09-23-2018 | By Michael Zisserson | Issue 99

In a discussion with Managing Editor Dave Clark in regards to what may be slated for review, it was noted that my loudspeakers may prove difficult for the readership to connect with since I design, build, test, and measure my own. Crossover design is a particular fascination of mine. Dave then challenged me to write a piece that could bridge the gap. This is personally exciting since it will provide a great opportunity to further connect with the Positive Feedback community and share a snapshot of the 25-year journey with the readership that will appreciate it most.


Throwing it on the Table

Let's face the truth from the get-go: loudspeakers remain the weakest link in any high-fidelity audio system. Loudspeakers are scandalously inefficient in acoustic terms, often have distortion that is magnitudes higher than components in the front-end, and can only be quantified by a set of measurements that do not tell the complete story of what is happening. These are the reasons that one loudspeaker with similar drivers can sound very different from another, even if their frequency measurements are nearly identical.

Yet all is not lost because there is a firm scientific basis for the engineering and design of a loudspeaker that acts as a guide to an acoustically pleasant result. Legendary loudspeaker designer Vance Dickason explains this best in the 7th edition of his Loudspeaker Design Cookbook.

Dickason provides a very useful discussion regarding the subjective effects of measurable diffraction (the sound reflecting off the baffle edges of the loudspeaker enclosure). This is a highly contested topic in loudspeaker design since the aberrations that appear in the measurements can be significant, yet the evidence of baffle diffraction's subjective effect is weak. There are times when this effect may be audible, but not really harmful to the overall fidelity of a loudspeaker.

Dickason concludes with one of the more important statements that describes loudspeaker design. This statement has become a personal mantra for me as I go through the design process: "Ultimately, it is an eclectic combination of driver timbre, driver placement, sharp or beveled edges, crossover and low-frequency design, the degree of baffle (cabinet) damping, and the room interface that describe the subjective experience."

In his book Sound Reproduction , Loudspeakers and Rooms, Floyd Toole (who has held such positions as Senior Research Officer at the National Research Council of Canada, and VP Acoustical Engineering for Harmon International) uses a quote from Einstein to describe the relationship between what we can measure and engineer, and what we subjectively hear: "Not everything that can be counted counts, and not everything that counts can be counted." Toole then continues for 525 more pages on the topic of using study groups, measurements, and science to correlate the factors that create a subjectively enjoyable loudspeaker that preserves the integrity of the sound and message of the artist.
-------
Directive 1: Translate this sentence from the loudspeaker design text into Spanish: "Crossover design is a particular fascination of mine."
The loudspeaker text and the rows come from unrelated sources.

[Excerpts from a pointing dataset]
-------
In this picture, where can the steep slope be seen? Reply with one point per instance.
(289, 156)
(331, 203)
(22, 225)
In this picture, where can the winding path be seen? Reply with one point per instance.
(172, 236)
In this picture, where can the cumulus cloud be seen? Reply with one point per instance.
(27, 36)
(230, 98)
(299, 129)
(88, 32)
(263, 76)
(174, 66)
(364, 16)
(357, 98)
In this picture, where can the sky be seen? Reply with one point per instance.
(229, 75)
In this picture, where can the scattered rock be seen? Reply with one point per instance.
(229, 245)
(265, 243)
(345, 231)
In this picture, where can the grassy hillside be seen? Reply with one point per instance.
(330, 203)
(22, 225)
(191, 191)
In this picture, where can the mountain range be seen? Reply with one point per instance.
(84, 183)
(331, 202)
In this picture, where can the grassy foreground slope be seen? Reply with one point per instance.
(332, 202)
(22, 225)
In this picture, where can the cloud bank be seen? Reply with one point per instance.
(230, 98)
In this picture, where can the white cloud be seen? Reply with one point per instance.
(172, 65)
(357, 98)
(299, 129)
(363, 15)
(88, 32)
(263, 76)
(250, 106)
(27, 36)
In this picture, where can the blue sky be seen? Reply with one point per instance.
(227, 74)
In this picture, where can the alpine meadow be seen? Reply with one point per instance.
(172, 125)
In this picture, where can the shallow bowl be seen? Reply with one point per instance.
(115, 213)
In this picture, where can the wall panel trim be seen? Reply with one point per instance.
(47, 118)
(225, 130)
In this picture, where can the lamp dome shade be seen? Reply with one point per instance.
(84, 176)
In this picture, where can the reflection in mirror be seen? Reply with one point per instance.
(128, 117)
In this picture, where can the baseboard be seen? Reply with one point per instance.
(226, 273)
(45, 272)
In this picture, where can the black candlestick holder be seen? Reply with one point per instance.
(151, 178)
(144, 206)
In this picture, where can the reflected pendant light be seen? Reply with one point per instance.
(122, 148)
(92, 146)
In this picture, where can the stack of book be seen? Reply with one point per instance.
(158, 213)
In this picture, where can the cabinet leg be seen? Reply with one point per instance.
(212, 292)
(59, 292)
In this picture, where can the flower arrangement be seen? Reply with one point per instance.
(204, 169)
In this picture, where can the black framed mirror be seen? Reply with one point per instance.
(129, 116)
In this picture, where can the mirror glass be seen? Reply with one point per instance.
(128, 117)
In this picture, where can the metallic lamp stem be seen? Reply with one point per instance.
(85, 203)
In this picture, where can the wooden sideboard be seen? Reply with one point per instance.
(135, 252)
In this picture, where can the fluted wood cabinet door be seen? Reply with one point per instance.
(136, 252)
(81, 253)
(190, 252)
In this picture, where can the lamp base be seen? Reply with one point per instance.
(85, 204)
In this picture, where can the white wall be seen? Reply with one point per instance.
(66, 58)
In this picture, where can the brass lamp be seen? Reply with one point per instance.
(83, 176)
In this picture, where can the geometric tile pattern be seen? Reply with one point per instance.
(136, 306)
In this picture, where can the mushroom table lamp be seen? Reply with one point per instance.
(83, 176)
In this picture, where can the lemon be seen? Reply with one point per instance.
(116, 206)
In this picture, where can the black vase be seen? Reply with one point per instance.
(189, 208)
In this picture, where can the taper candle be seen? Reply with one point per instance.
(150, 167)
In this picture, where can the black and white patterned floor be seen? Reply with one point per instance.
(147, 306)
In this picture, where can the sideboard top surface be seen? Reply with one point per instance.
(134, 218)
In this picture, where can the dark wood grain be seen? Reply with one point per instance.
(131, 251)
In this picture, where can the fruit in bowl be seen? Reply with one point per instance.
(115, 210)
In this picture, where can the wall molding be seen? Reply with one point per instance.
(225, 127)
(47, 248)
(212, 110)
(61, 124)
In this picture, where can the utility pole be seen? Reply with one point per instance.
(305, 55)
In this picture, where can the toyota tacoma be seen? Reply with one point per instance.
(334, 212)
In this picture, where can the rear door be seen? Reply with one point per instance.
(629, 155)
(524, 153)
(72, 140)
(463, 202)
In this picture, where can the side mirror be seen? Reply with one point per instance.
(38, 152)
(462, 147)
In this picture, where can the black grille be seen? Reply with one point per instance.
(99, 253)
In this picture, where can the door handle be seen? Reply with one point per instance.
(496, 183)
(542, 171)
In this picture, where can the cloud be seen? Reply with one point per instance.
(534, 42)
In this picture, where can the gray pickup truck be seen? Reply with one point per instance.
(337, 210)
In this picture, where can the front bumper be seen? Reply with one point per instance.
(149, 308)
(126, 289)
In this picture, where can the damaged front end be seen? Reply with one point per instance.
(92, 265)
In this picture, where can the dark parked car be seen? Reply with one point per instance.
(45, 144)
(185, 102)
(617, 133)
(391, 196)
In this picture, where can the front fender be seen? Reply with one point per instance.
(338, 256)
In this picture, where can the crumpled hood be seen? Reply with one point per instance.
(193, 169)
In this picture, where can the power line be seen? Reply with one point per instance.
-------
Directive 2: Format the rows as a Markdown table with the columns Nr and Entry. Include everything from the line containing "In this picture, where can the utility" down to the last line of the rows, both ends included, numbering each line and leaving out blank lines.

Exercise response 1: El diseño de crossovers es una de mis fascinaciones particulares.

Exercise response 2:
| Nr | Entry |
|---|---|
| 1 | In this picture, where can the utility pole be seen? Reply with one point per instance. |
| 2 | (305, 55) |
| 3 | In this picture, where can the toyota tacoma be seen? Reply with one point per instance. |
| 4 | (334, 212) |
| 5 | In this picture, where can the rear door be seen? Reply with one point per instance. |
| 6 | (629, 155) |
| 7 | (524, 153) |
| 8 | (72, 140) |
| 9 | (463, 202) |
| 10 | In this picture, where can the side mirror be seen? Reply with one point per instance. |
| 11 | (38, 152) |
| 12 | (462, 147) |
| 13 | In this picture, where can the black grille be seen? Reply with one point per instance. |
| 14 | (99, 253) |
| 15 | In this picture, where can the door handle be seen? Reply with one point per instance. |
| 16 | (496, 183) |
| 17 | (542, 171) |
| 18 | In this picture, where can the cloud be seen? Reply with one point per instance. |
| 19 | (534, 42) |
| 20 | In this picture, where can the gray pickup truck be seen? Reply with one point per instance. |
| 21 | (337, 210) |
| 22 | In this picture, where can the front bumper be seen? Reply with one point per instance. |
| 23 | (149, 308) |
| 24 | (126, 289) |
| 25 | In this picture, where can the damaged front end be seen? Reply with one point per instance. |
| 26 | (92, 265) |
| 27 | In this picture, where can the dark parked car be seen? Reply with one point per instance. |
| 28 | (45, 144) |
| 29 | (185, 102) |
| 30 | (617, 133) |
| 31 | (391, 196) |
| 32 | In this picture, where can the front fender be seen? Reply with one point per instance. |
| 33 | (338, 256) |
| 34 | In this picture, where can the crumpled hood be seen? Reply with one point per instance. |
| 35 | (193, 169) |
| 36 | In this picture, where can the power line be seen? Reply with one point per instance. |